**Provided text**
--- Curator: Ewa Gorzadek
--- Co-operation: Stach Szablowski
|Oleg Kulik ranks among the most interesting Russian artists of the nineties. Alongside with Ilya Kabakov, he has won the greatest acclaim from international art critics. He has displayed his works at, among others, Manifesta I in Rotterdam, Holland (1996), the Venice Biennial (1997), and at the Biennials of Istanbul, Turkey (1997) and Sao Paulo, Brazil (1998). He has managed to attract attention of art critics and exhibition curators the world over by his performance shows characterised by 'strong' expression, where he himself assumes a role of 'artist-animal', or, more specifically, 'artist-dog'; or else, at times, he would be a bird, a fish, a bull. The artist thus asks the basic question about the essence of the human in a human, and what a reverting to the state of 'original animal' may mean to him or her.|
These shows are under full control and are reasonable, too. At the same time, it is an 'export art'. The artist refers to the prevailing Western conviction that Russians are some uncivilised race, one of savages living in the never-explored steppes of Asia. The 'artist-dog' figure takes roots also, in this specific case, in a deep conviction that in the present-day world, traditional means of communication have proved a failure and that people should rather seek for a more adequate way of how to communicate. They have ceased reacting to messages conveyed in an articulated and narrative language; instead, what they can react to is only shock or show. To Kulik, this - along with the victory of mafia and the fading of intelligentsia - testifies to an end of culture, consciousness, and anthropology - in a broad meaning of the latter word. Nonetheless, in his art, he tries to reveal a post-human rather than a pre-human attitude. The essence here is a naive belief that artistic dialogue is possible.
Thus, Kulik has become a 'doggy' artist. His early performances, originated directly in the Russian realities of the 1990's. Those were crime-generating and brutal, and so, the Kulik shows were close in expression to the theatre of cruelty of 1990's. Naked, the artist walked on all fours, smeared with mud and snow, and attacked the crowd, growling at the people and biting them. In the Russian society, in parallel with the fading of cultural institutions, a cultural context has faded, too; the only context that this society lives in is politics, and thus Kulik's art refers to such a context.
In the 'export' variety of his works, the artist exposes the mechanisms of colonialism taken as part of the Western 'received views'. Namely, people of the West still tend to treat artists from Russia as ones of a second, or perhaps even third, rank. The problem is really deeper and has to do with a whole array of conflicts as might appear against the East-West relationships. As a Russian critic wrote, 'the artist's gesture of walking on all fours has been generously generated by the entire mass-media context of the recent period'. The dog performed by Kulik is of Russian nationality.
Kulik's animal projects are also rooted in a deeply ecological attitude, combined with a critical approach toward anthropocentrism, to which the artist adheres. The assumption, utopian as it is, is that animals are treated as equal to humans, in all facets of life. In what he says in public, the artist attempts at encouraging the scientists to examine animal psychology, which would result in building a dialogue relation between man and animal. The artist highlights that man is but a part of this planet's biosphere, and as such should build a society that would base on a symbiosis of Nature and human beings.

**Exercise prompt**
According to the text on Oleg Kulik, alongside which artist has he won the greatest acclaim from international art critics? Answer from the text on Oleg Kulik alone, drawing on nothing outside it.

**Excerpted records**
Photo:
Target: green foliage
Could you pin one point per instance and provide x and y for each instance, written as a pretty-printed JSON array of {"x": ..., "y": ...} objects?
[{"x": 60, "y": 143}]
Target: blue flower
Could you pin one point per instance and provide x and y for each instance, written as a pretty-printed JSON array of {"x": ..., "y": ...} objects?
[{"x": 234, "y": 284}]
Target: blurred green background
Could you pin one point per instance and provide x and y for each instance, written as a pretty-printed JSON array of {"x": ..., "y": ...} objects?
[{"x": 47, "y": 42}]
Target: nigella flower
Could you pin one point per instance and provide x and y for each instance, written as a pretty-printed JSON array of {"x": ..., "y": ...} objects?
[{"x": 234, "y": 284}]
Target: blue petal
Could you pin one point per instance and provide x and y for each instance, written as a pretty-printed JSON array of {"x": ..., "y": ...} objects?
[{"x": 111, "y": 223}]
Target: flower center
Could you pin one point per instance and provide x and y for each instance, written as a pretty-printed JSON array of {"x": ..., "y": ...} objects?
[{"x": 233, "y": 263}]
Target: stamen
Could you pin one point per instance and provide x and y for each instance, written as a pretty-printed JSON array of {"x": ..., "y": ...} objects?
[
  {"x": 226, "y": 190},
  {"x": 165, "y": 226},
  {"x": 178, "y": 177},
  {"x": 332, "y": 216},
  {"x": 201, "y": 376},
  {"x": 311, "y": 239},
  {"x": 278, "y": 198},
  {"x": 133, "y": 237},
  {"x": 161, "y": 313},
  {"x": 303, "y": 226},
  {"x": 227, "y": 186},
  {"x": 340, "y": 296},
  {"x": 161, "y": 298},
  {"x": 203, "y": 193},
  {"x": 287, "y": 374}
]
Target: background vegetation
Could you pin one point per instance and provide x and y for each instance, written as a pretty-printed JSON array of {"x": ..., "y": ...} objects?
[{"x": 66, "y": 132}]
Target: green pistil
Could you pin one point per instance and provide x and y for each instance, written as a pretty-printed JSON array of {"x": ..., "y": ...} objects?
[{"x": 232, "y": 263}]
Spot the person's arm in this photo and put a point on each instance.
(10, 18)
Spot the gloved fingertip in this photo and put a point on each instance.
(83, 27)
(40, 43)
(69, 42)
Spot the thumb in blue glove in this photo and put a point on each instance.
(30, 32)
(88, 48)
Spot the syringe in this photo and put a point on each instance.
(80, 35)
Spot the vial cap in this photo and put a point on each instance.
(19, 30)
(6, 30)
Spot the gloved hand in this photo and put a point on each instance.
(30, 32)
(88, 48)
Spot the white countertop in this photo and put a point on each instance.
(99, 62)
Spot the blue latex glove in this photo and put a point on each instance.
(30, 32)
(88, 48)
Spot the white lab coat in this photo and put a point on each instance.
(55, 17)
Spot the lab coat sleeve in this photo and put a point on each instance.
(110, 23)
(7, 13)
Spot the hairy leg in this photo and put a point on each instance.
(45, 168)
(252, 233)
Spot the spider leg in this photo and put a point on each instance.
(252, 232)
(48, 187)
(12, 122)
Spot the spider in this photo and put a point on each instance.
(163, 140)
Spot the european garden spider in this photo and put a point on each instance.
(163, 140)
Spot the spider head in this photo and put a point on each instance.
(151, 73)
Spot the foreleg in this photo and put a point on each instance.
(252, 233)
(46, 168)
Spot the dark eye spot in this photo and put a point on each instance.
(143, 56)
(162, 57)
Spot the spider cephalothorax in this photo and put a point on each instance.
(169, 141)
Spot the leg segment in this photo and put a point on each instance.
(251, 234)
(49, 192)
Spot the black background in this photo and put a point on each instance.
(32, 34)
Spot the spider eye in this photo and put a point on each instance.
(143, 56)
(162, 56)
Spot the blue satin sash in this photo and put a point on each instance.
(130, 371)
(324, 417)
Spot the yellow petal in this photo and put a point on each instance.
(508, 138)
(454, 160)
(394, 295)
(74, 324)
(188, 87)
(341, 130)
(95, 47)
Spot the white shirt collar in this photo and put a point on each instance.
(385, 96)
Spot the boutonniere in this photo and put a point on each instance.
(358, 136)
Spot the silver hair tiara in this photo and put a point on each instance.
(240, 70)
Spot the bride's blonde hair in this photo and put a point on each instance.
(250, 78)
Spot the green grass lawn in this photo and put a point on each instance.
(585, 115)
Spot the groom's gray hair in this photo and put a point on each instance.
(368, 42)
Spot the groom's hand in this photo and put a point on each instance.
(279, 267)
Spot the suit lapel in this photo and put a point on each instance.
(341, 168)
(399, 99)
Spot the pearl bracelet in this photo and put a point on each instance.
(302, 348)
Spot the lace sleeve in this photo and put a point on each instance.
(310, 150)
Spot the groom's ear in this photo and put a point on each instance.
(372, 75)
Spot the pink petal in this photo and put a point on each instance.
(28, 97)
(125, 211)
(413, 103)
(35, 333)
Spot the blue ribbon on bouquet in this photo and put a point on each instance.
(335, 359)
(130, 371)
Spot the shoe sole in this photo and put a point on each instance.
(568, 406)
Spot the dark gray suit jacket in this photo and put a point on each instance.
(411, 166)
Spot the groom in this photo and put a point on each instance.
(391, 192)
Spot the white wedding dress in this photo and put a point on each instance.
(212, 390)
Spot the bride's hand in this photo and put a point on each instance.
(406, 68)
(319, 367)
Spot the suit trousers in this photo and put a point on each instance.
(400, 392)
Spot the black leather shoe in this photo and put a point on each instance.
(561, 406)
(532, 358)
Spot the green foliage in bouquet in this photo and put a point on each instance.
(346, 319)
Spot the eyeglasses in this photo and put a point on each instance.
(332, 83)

**Your response**
Ilya Kabakov.